● **Excerpt**:
━━━━━━━━━━━━━━━━

The result was: promoted by Cwmhiraeth (talk) 06:17, 31 July 2014 (UTC)

Richard Risley Carlisle

[edit]

"The Risley"

Created by Rob at Houghton (talk). Self nominated at 15:50, 21 July 2014 (UTC).

  • Article is new enough (created July 21), long enough, uses in-line citations and is neutrally written. The hooks are short enough and interesting enough. Spot-checking finds no evidence of unduly close paraphrasing, copyright violation or plagiarism. The main hook is sourced to this book which is not available to me in a google books preview; good faith therefore assumed on the part of the nominator (the Wikipedian in residence at Harvard's Houghton Library). The alt 1 hook is supported by this source. Image in public domain per Houghton Library notation. Cbl62 (talk) 16:37, 21 July 2014 (UTC)
  • Hold it. First of all, "credited for the origin" makes no sense, and as I read the article there are conflicts in the definitions of what a "Risley" is said be at Risley act versus in this article (esp. with respect to whether it has to involve children). This needs to be sorted out. Also, article says "listed in the Guiness Book of World Records" but doesn't say what for, and neither does the source the article cites. It sounds a bit fishy. EEng (talk) 04:32, 26 July 2014 (UTC)
Eeng - Do you have a problem with the alt 1 hook? Also, you may want to alert the nominator to your concerns, so he can address them. Cbl62 (talk) 04:36, 26 July 2014 (UTC)
Alt1 looks OK on its surface anyway. I assume the nominator is watching. EEng (talk) 04:50, 26 July 2014 (UTC)

━━━━━━━━━━━━━━━━

● **Information provided**:
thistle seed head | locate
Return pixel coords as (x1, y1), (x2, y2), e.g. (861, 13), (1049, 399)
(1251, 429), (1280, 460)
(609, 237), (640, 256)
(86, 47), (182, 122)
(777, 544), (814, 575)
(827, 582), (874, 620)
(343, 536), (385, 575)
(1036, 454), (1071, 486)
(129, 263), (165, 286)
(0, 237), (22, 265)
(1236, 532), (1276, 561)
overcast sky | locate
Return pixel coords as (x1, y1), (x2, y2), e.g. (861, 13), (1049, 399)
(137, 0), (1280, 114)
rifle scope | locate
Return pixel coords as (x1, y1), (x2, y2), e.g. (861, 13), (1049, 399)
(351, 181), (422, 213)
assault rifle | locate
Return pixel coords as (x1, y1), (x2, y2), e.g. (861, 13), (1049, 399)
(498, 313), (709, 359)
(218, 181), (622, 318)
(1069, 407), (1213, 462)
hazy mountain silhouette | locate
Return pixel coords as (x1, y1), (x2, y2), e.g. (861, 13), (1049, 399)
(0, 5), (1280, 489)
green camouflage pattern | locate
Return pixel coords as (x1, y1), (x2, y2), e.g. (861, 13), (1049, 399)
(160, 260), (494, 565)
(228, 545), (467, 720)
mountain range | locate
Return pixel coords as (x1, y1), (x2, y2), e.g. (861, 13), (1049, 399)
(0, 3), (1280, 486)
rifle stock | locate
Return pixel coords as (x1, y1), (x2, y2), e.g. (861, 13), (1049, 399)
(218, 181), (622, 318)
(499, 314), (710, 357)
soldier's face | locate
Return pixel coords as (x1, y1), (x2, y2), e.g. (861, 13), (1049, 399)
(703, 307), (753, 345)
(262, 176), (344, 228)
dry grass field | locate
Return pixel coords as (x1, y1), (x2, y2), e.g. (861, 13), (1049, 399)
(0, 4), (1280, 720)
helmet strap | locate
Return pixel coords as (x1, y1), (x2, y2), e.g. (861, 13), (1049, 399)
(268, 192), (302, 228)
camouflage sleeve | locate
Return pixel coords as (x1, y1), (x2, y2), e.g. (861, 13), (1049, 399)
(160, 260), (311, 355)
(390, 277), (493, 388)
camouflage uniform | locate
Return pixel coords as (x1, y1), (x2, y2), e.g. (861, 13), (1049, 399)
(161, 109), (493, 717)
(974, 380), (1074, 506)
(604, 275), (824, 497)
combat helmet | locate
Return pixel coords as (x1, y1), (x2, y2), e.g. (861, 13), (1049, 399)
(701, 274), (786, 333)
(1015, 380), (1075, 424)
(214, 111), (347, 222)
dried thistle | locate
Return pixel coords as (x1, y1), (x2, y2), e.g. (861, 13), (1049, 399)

━━━━━━━━━━━━━━━━

● **Given request**: Please explain, using the nomination discussion above, why the first reviewer assumed good faith about the main hook's source.

● **Result for this task**: The main hook is sourced to a book that the reviewer could not view in a Google Books preview. So the reviewer assumed good faith on the part of the nominator, the Wikipedian in residence at Harvard's Houghton Library.